INPUT MATERIAL start

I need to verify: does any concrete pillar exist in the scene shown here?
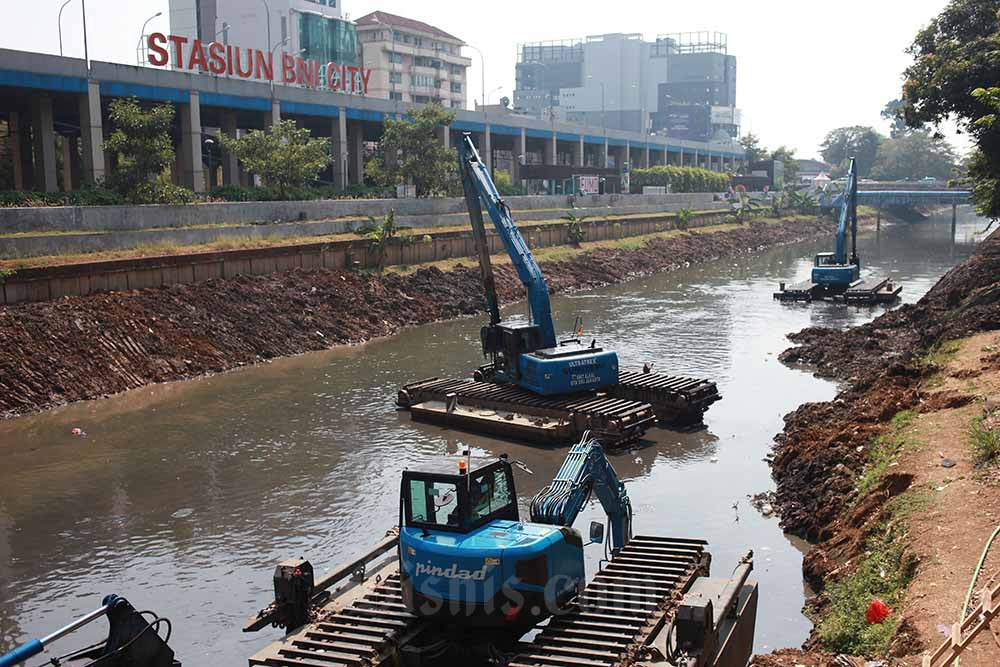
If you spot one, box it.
[7,111,24,190]
[219,111,240,185]
[78,81,107,183]
[67,137,81,190]
[179,90,205,192]
[510,127,528,182]
[31,95,59,192]
[436,125,451,148]
[330,107,350,190]
[264,100,281,127]
[59,137,73,192]
[347,122,365,185]
[480,125,493,175]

INPUT MATERIAL end

EXERCISE TASK: Rescale the records above by writing out all of their lines again, requests included, with every bounding-box coordinate in the answers multiplied by 1.45 and rounded to a whole number, halves rounding up. Leave the pictures out of your answer.

SOLVED EXERCISE:
I need to verify: does any concrete pillar exist in the scene shown here?
If you spot one, box it.
[10,161,35,276]
[318,161,348,268]
[113,117,155,265]
[97,199,117,276]
[260,131,297,278]
[740,184,766,264]
[45,138,86,278]
[632,181,654,215]
[479,155,508,276]
[383,145,407,184]
[86,199,106,278]
[503,177,529,268]
[696,181,715,254]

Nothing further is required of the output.